> EXERCISE TASK
From the Wespennest passage, rewrite the part starting with "Walter Famler, the" and going on through "and outside Austria.", substituting "Edition Poetry" for "Edition Essay".

> SOURCE PASSAGE

════════════════

Wespennest (literally translated "wasps nest")  is a bi-annual literary magazine published in Austria. It includes texts and images by authors and artists, presenting themes on specific countries, literature, art theory or politics, along with interviews, polemics, book and theatre reviews and works of photography on 112 pages.

History 

The magazine was founded in 1969 and originally developed as a project by a group of authors from the Vienna 68er-Bewegung.  The twenty-year-old writers Peter Henisch und Helmut Zenker initially founded Wespennest as a publication for their own texts, dissociated from the literary magazine Literatur und Kritik, which they found "too virtuous", and Manuskripte, which they found "too avant-garde". After the founding authors resigned, other writers including Gustav Ernst and Franz Schuh, worked as editors and co-publishers of Wespennest for many years. In the mid-1980s, Josef Haslinger altered the concept of the quarterly magazine. In addition to German-language literature and essays, it began to publish regular translations of foreign authors who were not well known in the German-speaking world. A collaboration was also formed with the European network of cultural journals Eurozine, which Wespennest helped to found.

Walter Famler, the magazine’s current publisher, expanded the magazine’s activities at the beginning of the 1990s to include book publishing, coming out with three to five books a year in the series Edition Literatur, Edition Essay and Edition Film. Founded as a literary magazine, Wespennest now includes works on the humanities and social sciences. It regularly publishes critical essays on topics of contemporary art and film, and coverage of political and social events in and outside Austria. 
The 100th issue, which appeared in September 1995, included further content and design changes by Stefan Fuhrer. Articles appear under the heading Wespennest Portraits, which has included articles on Drago Jančar, Dževad Karahasan, John Mateer and Meg Stuart. The articles aim to maintain a connection between photographs and text.

════════════════

> RECORDS SHOWN
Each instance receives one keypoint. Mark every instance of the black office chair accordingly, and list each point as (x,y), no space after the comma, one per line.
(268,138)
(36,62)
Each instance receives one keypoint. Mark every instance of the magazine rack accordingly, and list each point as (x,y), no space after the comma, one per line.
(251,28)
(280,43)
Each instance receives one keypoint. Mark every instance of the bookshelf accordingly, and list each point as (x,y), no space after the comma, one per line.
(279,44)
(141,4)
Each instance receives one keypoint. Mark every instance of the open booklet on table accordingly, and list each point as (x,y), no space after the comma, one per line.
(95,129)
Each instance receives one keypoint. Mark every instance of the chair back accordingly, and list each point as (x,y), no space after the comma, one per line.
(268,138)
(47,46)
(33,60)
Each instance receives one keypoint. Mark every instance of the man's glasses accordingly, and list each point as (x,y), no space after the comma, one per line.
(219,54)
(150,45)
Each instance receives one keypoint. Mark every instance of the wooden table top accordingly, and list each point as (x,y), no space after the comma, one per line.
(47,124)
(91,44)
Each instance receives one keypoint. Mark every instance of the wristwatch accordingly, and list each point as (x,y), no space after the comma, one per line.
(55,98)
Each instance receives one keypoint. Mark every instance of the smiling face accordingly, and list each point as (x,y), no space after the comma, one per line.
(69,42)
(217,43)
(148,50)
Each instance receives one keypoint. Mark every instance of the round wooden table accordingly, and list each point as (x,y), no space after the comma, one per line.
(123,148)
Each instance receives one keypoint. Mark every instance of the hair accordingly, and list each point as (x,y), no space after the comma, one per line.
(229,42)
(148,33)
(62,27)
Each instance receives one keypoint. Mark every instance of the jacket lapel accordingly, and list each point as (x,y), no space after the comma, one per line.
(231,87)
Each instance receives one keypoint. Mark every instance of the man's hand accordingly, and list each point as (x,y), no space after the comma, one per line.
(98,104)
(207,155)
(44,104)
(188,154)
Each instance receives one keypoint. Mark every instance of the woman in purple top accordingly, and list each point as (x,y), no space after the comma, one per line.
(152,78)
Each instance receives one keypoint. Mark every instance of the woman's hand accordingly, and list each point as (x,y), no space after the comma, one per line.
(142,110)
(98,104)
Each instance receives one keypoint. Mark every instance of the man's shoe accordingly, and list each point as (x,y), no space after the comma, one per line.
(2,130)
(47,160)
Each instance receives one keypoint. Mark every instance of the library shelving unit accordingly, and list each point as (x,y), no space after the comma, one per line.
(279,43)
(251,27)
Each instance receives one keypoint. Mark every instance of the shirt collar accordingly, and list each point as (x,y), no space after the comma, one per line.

════════════════

> IN RESPONSE
Walter Famler, the magazine’s current publisher, expanded the magazine’s activities at the beginning of the 1990s to include book publishing, coming out with three to five books a year in the series Edition Literatur, Edition Poetry and Edition Film. Founded as a literary magazine, Wespennest now includes works on the humanities and social sciences. It regularly publishes critical essays on topics of contemporary art and film, and coverage of political and social events in and outside Austria.